## Written problem
Copy the data below word for word, from the line with "If you could mark the light-colored" through the line with "If you could mark the overcast", including both of those lines. Omit the pictures from your copy.

Photo object pointing data
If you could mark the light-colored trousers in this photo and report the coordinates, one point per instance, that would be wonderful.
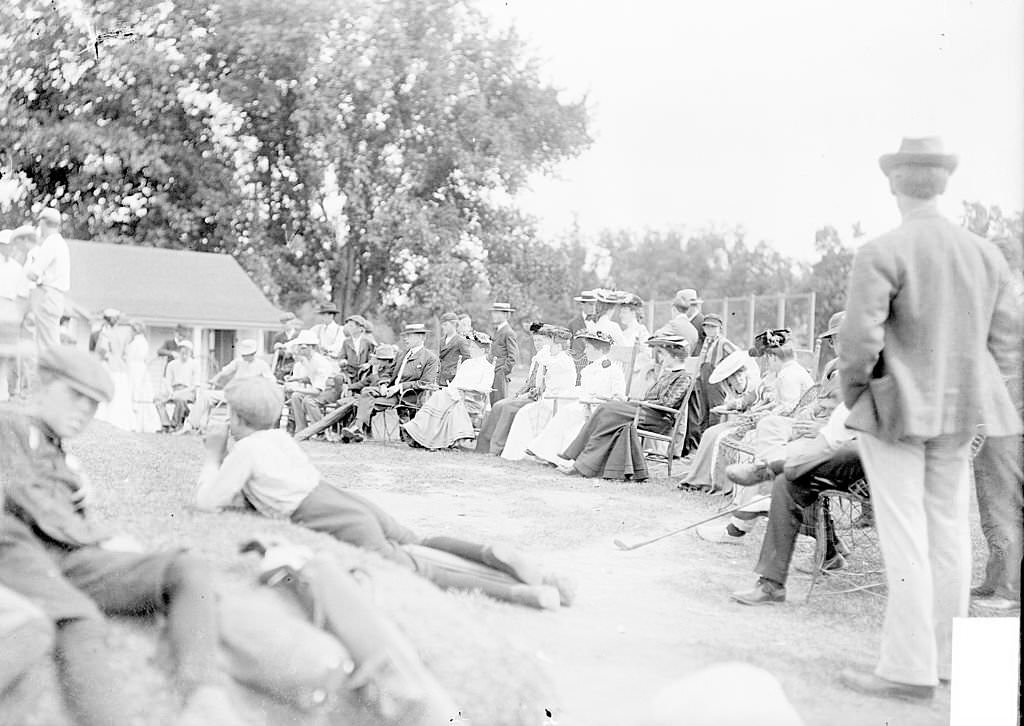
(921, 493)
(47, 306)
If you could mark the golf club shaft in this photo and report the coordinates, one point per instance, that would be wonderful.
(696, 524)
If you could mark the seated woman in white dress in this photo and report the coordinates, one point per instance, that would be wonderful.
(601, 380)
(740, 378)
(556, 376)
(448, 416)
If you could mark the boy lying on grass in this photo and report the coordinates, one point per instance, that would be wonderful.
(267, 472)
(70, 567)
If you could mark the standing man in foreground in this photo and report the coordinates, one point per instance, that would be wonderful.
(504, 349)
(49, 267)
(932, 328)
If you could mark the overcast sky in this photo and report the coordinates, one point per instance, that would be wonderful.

---

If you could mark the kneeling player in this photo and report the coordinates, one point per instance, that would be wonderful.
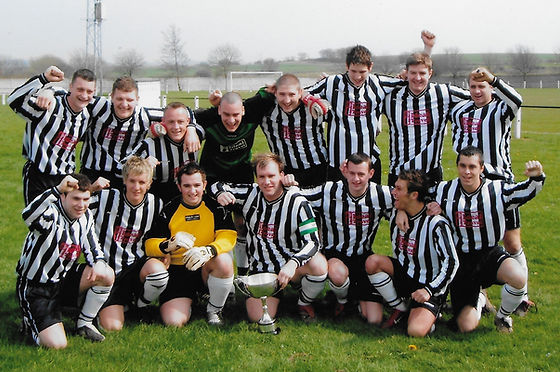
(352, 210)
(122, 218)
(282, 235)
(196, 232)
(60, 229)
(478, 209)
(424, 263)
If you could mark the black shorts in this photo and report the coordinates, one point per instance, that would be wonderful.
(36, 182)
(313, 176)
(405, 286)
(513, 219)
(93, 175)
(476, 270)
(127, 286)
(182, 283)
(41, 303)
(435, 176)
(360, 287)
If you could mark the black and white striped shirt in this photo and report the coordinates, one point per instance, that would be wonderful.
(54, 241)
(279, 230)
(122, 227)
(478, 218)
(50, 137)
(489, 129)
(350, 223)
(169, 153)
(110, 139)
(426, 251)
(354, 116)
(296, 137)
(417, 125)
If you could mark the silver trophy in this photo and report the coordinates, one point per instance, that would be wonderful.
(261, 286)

## Answer to the task
If you could mark the light-colored trousers in this photo and report the coordinates, one point per instance, that would be wonderful.
(921, 493)
(47, 306)
If you could mark the golf club shaft in this photo and report the coordinates, one point per instance, that would be wonderful.
(696, 524)
If you could mark the seated woman in white dress in this photo and report the coordinates, one point per instance, that would be wonderful.
(601, 380)
(740, 378)
(556, 376)
(448, 416)
If you could mark the boy lying on grass in this photo and report the coordinates, one point per instance, that would be wonderful.
(267, 472)
(70, 567)
If you could mark the standing man in foreground in this photo and report the coordinates, one point per instance, that would be wonderful.
(504, 349)
(49, 267)
(932, 328)
If you could mark the overcast sky in this photo and report the coordinates, one point per instance, that would be wonderful.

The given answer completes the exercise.